Records from a data source
━━━━━━━━━━━━━━━━

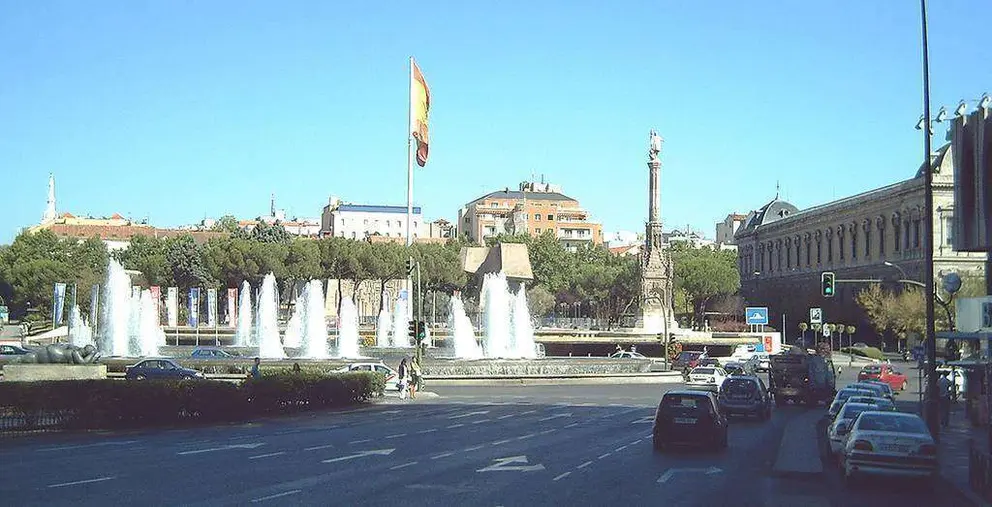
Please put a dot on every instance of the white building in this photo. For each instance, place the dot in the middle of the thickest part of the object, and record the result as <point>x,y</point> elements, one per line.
<point>359,221</point>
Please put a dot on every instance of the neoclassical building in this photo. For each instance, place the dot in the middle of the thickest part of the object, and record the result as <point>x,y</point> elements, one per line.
<point>782,250</point>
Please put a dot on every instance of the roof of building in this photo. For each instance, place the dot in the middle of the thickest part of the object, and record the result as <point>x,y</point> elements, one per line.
<point>516,194</point>
<point>373,208</point>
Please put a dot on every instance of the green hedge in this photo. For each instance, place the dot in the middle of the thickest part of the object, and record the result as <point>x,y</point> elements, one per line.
<point>99,404</point>
<point>871,352</point>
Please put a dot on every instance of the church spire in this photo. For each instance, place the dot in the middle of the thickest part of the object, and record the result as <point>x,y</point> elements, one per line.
<point>50,213</point>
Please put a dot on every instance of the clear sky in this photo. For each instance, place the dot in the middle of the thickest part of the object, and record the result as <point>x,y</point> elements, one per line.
<point>180,110</point>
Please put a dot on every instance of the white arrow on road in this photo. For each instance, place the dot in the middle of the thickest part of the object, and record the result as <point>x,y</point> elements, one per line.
<point>380,452</point>
<point>503,464</point>
<point>470,414</point>
<point>665,477</point>
<point>224,448</point>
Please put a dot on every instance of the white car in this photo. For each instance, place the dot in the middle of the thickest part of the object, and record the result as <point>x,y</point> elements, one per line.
<point>840,428</point>
<point>889,443</point>
<point>392,380</point>
<point>709,378</point>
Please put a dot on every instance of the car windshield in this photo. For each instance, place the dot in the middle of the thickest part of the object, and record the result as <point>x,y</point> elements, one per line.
<point>892,423</point>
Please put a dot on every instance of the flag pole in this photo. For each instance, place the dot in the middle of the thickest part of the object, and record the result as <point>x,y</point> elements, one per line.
<point>409,182</point>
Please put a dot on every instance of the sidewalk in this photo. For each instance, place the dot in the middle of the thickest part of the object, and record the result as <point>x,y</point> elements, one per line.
<point>953,452</point>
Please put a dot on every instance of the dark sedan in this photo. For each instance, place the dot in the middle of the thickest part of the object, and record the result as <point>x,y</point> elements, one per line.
<point>160,369</point>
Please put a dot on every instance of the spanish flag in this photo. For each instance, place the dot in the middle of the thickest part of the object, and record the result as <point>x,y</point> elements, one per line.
<point>420,105</point>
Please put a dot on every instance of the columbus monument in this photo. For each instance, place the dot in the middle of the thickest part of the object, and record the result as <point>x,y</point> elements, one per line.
<point>657,312</point>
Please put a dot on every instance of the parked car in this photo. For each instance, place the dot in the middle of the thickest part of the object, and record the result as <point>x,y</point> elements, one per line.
<point>210,353</point>
<point>884,373</point>
<point>838,430</point>
<point>889,443</point>
<point>159,369</point>
<point>745,395</point>
<point>709,378</point>
<point>689,418</point>
<point>841,397</point>
<point>392,378</point>
<point>12,350</point>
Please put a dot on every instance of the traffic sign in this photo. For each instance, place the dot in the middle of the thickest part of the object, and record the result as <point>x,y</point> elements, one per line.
<point>756,315</point>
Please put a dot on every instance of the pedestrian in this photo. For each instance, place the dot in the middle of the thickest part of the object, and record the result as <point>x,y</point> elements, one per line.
<point>401,373</point>
<point>256,374</point>
<point>944,387</point>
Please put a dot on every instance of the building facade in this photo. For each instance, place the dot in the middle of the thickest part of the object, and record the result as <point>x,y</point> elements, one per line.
<point>878,234</point>
<point>360,221</point>
<point>534,209</point>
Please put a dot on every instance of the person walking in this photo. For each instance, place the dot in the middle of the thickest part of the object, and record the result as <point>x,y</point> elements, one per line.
<point>402,373</point>
<point>944,387</point>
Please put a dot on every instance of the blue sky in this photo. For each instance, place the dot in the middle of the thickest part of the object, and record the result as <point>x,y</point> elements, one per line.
<point>178,110</point>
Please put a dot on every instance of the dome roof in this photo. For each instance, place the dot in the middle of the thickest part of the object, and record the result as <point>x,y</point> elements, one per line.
<point>773,211</point>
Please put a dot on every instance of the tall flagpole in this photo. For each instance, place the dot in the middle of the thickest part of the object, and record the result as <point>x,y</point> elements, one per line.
<point>409,184</point>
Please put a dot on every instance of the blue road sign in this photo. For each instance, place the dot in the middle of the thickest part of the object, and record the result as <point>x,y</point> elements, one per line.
<point>756,315</point>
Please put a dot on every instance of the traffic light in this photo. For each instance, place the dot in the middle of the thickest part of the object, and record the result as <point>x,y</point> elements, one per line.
<point>827,285</point>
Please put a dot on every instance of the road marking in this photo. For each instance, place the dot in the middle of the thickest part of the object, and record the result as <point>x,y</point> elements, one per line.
<point>317,447</point>
<point>665,477</point>
<point>504,464</point>
<point>269,455</point>
<point>380,452</point>
<point>277,495</point>
<point>224,448</point>
<point>469,414</point>
<point>69,447</point>
<point>410,464</point>
<point>87,481</point>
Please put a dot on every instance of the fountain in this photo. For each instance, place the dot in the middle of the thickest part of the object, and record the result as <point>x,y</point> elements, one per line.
<point>399,337</point>
<point>266,322</point>
<point>80,333</point>
<point>243,336</point>
<point>116,311</point>
<point>523,330</point>
<point>312,323</point>
<point>348,330</point>
<point>465,344</point>
<point>383,323</point>
<point>495,303</point>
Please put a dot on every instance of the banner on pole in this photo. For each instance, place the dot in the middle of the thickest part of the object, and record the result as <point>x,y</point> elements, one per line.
<point>194,307</point>
<point>232,307</point>
<point>172,306</point>
<point>211,307</point>
<point>58,302</point>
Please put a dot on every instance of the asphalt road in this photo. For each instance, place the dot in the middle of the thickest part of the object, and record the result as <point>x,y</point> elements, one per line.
<point>540,445</point>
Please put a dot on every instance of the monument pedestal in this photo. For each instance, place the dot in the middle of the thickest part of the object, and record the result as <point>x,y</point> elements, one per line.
<point>37,372</point>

━━━━━━━━━━━━━━━━

- **What you are asked to do**:
Revise all of these lines by replacing "put a dot on" with "mark" wherever it occurs, leaving everything else as it is. Omit the pictures from your answer.

- **Solution to this problem**:
Please mark every instance of the white building in this photo. For each instance, place the dot in the middle of the thickest part of the object, and record the result as <point>x,y</point> elements, one per line.
<point>359,221</point>
Please mark every instance of the neoclassical building in this photo. For each instance, place the dot in the middle of the thickest part of the object, and record the result as <point>x,y</point> elements, one per line.
<point>782,250</point>
Please mark every instance of the roof of building in this photo. For each instance, place the dot in the middle of the thickest part of the object, and record the result as <point>x,y</point> elements, one per line.
<point>516,194</point>
<point>373,208</point>
Please mark every instance of the green hedge in this photo. For each instance, place the dot in the middle of the thickest part of the object, and record the result as <point>x,y</point> elements, one per line.
<point>99,404</point>
<point>871,352</point>
Please mark every instance of the church spire in this photo. For each instance, place the dot in the middle of the thickest part of the object, and record the result as <point>x,y</point> elements, one per line.
<point>50,213</point>
Please mark every instance of the clear sky in this photo. For each instance, place the dot in the middle of the thickest part of the object, and record the result as <point>x,y</point> elements, one per line.
<point>180,110</point>
Please mark every instance of the white arrow on road in this photo. For each instance, place the dot in the middle of the thickest part of the object, and record the result as <point>x,y</point> elements, one per line.
<point>380,452</point>
<point>503,464</point>
<point>470,414</point>
<point>665,477</point>
<point>224,448</point>
Please mark every instance of the white car in this photo. For each instance, place the dot in the middle of the thickest part of the object, and record the result as <point>x,y</point> elements, one per line.
<point>840,428</point>
<point>889,443</point>
<point>392,380</point>
<point>709,378</point>
Please mark every instance of the car windshield in this photo. For each instance, place the dot in the middle of the thickest part of the object, and record the result as <point>x,y</point> elements, one per line.
<point>892,423</point>
Please mark every instance of the flag pole in this photo. For each instance, place the dot in the middle of the thickest part of the object, and record the result as <point>x,y</point> elements, one per line.
<point>409,182</point>
Please mark every instance of the sidewalk in this photo. For each instance, place the dot in the middle of the thickest part of the object, and record the result as <point>x,y</point> elements, one per line.
<point>953,452</point>
Please mark every instance of the dark sedan in this photo. For each instance, place the dot in the middle of the thickest part of the object, and record the result as <point>x,y</point> elements, one per line.
<point>160,369</point>
Please mark every instance of the spanish flag in this photo. For each instance, place the dot in the middle of the thickest part of the object, and record the result as <point>x,y</point> elements, one per line.
<point>420,105</point>
Please mark every instance of the columbus monument in this photo. For each instance, place the dot in the middle of the thickest part of the object, and record the result as <point>x,y</point> elements, one per line.
<point>657,312</point>
Please mark every instance of the parked car in this photo. For each instance, place the dot in the middle of the thickest part of the object, and record the result as <point>x,y</point> elements, one per line.
<point>210,353</point>
<point>884,373</point>
<point>838,430</point>
<point>889,443</point>
<point>159,369</point>
<point>745,395</point>
<point>709,378</point>
<point>689,418</point>
<point>841,397</point>
<point>392,378</point>
<point>12,350</point>
Please mark every instance of the traffic sign in this photo. For each instance, place the dot in the middle of the thickest part of the object, and record the result as <point>x,y</point> elements, one per line.
<point>756,315</point>
Please mark every instance of the pedestrian in this photo. For each instance, place the dot in the middle of the thickest part of the object, and record the result as <point>x,y</point> elements, one per line.
<point>401,373</point>
<point>256,374</point>
<point>944,387</point>
Please mark every instance of the building facade in this photo. For each instance, place the dot in the middle of the thickest part of the object, and record the result as <point>x,y</point> elements, one per line.
<point>878,234</point>
<point>360,221</point>
<point>534,209</point>
Please mark every instance of the person walking in this photo. For each instance, place the dot in the middle of the thickest part of the object, and record the result as <point>x,y</point> elements, one per line.
<point>402,373</point>
<point>944,387</point>
Please mark every instance of the blue sky in this photo. For each instance, place the dot in the middle of the thickest part of the object, and record the result as <point>x,y</point> elements, one per line.
<point>178,110</point>
Please mark every instance of the dome roof in this photo. For each instance, place the dot in the middle of the thickest part of the object, and record the result as <point>x,y</point> elements, one per line.
<point>773,211</point>
Please mark every instance of the tall flagpole in this photo. For each instance, place the dot in the middle of the thickest part of the object, and record the result as <point>x,y</point> elements, one per line.
<point>409,184</point>
Please mark every instance of the blue road sign in this photo. For each instance, place the dot in the middle of the thickest part of the object, and record the result as <point>x,y</point> elements, one per line.
<point>756,315</point>
Please mark every instance of the traffic light in this photo. For each instance, place the dot in the middle of the thickest part of the object, and record the result as <point>x,y</point> elements, one per line.
<point>827,285</point>
Please mark every instance of the road marking in this photo. For each instance, place the dot in the middle of the thickest part of the object, and record the result as <point>x,y</point> elements, one per line.
<point>317,447</point>
<point>665,477</point>
<point>504,464</point>
<point>269,455</point>
<point>380,452</point>
<point>277,495</point>
<point>224,448</point>
<point>469,414</point>
<point>69,447</point>
<point>410,464</point>
<point>87,481</point>
Please mark every instance of the fountain in this photo. For each instance, place the dot in the middle of the thickest part of the object, and record the result as <point>x,y</point> elements, one per line.
<point>399,337</point>
<point>266,322</point>
<point>80,333</point>
<point>243,336</point>
<point>116,311</point>
<point>523,330</point>
<point>312,323</point>
<point>348,330</point>
<point>465,344</point>
<point>383,323</point>
<point>495,303</point>
Please mark every instance of the banner on pole in this photo. For each instance, place the dot in the middle of the thickest part of the object, and record the result as <point>x,y</point> elements, one per line.
<point>194,307</point>
<point>232,307</point>
<point>172,306</point>
<point>211,307</point>
<point>58,302</point>
Please mark every instance of the asphalt road in this photo. For each instance, place the dot in the middle of the thickest part of the object, and record the result as <point>x,y</point> elements, one per line.
<point>540,445</point>
Please mark every instance of the monument pedestal in this photo. For each instance, place the dot in the middle of the thickest part of the object, and record the result as <point>x,y</point> elements, one per line.
<point>37,372</point>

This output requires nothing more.